# Why do police mail citations?



## Guest (May 19, 2009)

I was wondering why police mail citations? I got a ticket mailed to me after an accident; why don't police just cite at the scene. I also have heard (read online) that it is sometimes done for speeding tickets to, where the cop pulls someone over for speeding and tells them they can expect a ticket in the mail. In such a blatant violation why don't just give the person a ticket there and then. 

Thanks


----------



## lpwpd722 (Jun 13, 2006)

If the cop didn't have a hat on and can probably shred the ticket.


----------



## OfficerObie59 (Sep 14, 2007)

Because maybe your violation wasn't as blatant. Unlike speeding stops, the police don't witness most traffic accidents they _respond to_ and they therefore require a degree of investigation, more than may be practical to keep you hanging around the MVA scene for.

━━━━━━━━━━━━━━━━━━━━

■ TASKS ■
1. Decide whether each statement agrees with the forum thread on mailed police citations. Answer yes or no for each, and quote the words of the thread that settle it.
(a) The person who started the thread received a ticket by mail after an accident.
(b) The person who started the thread learned about mailed speeding tickets from a police officer.
(c) OfficerObie59 says traffic accidents call for a degree of investigation.
2. Pick up the thread on why police mail citations after its last sentence and carry it on.

━━━━━━━━━━━━━━━━━━━━

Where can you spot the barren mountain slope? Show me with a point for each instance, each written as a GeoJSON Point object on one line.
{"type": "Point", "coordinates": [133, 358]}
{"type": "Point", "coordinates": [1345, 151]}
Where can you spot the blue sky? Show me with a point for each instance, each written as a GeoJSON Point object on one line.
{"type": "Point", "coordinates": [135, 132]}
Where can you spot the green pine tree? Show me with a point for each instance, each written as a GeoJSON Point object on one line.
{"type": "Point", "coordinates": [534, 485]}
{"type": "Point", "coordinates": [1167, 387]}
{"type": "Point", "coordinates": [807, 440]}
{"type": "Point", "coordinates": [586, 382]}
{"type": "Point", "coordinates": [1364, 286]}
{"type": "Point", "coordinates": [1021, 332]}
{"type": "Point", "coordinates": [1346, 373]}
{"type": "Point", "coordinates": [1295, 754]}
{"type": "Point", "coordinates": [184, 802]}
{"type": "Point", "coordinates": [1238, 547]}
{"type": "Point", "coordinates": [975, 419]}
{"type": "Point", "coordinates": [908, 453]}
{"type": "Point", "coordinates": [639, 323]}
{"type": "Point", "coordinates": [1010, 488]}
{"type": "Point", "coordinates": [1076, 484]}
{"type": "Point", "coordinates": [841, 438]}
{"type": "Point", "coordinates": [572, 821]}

━━━━━━━━━━━━━━━━━━━━

■ ANSWERS ■
1.
(a) Yes: "I got a ticket mailed to me after an accident"
(b) No: "I also have heard (read online)"
(c) Yes: "they therefore require a degree of investigation"

2.
Be happy that the cop most likely looked into the accident further. If he had issued you one on scene, would you be complaining he didn't investigate enough before he handed you the citation?

And if it's a citation for money, remember the officer actually did you a bit of favor. Remember, you can't appeal a warning which can suck when you have to go before the insurance appeal for the accident.


----------



## kwflatbed (Dec 29, 2004)

Question answered.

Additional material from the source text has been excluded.